Entries taken from a collection

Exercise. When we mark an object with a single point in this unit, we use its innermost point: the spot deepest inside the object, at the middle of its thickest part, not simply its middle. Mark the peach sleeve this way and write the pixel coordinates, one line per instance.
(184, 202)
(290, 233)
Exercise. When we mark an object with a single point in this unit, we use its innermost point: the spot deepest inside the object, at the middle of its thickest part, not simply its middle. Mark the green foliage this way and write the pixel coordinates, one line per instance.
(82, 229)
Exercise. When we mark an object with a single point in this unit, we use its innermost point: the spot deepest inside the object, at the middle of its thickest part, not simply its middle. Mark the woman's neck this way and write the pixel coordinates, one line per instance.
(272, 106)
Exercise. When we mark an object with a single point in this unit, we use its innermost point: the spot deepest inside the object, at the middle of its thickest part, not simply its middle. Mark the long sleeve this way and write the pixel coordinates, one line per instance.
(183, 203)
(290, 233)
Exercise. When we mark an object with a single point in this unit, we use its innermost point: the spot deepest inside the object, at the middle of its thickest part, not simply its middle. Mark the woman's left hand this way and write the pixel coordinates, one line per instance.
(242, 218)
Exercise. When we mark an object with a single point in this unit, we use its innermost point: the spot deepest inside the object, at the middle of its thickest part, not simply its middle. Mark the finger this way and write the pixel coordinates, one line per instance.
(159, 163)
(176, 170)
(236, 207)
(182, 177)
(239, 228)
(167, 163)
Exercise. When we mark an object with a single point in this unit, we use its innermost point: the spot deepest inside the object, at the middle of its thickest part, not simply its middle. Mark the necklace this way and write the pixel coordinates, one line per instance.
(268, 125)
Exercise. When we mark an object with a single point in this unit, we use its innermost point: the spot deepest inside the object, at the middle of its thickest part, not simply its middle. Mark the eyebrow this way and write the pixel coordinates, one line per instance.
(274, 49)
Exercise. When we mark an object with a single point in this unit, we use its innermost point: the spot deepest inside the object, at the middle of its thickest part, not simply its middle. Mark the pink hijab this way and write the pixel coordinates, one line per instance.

## WORK TO DO
Rewrite the listing from the line with "Mark the eyebrow" through the end of the listing, replacing "pink hijab" with "head covering" and leaving everything else unchanged.

## TASK RESULT
Exercise. When we mark an object with a single point in this unit, we use its innermost point: the spot deepest inside the object, at the middle of its thickest part, not simply its middle. Mark the eyebrow this way and write the pixel coordinates, one line per instance.
(274, 49)
Exercise. When we mark an object with a single point in this unit, we use its innermost point: the spot deepest inside the object, at the middle of its thickest part, not simply its middle. Mark the head covering this way and write the pixel coordinates, one line per instance.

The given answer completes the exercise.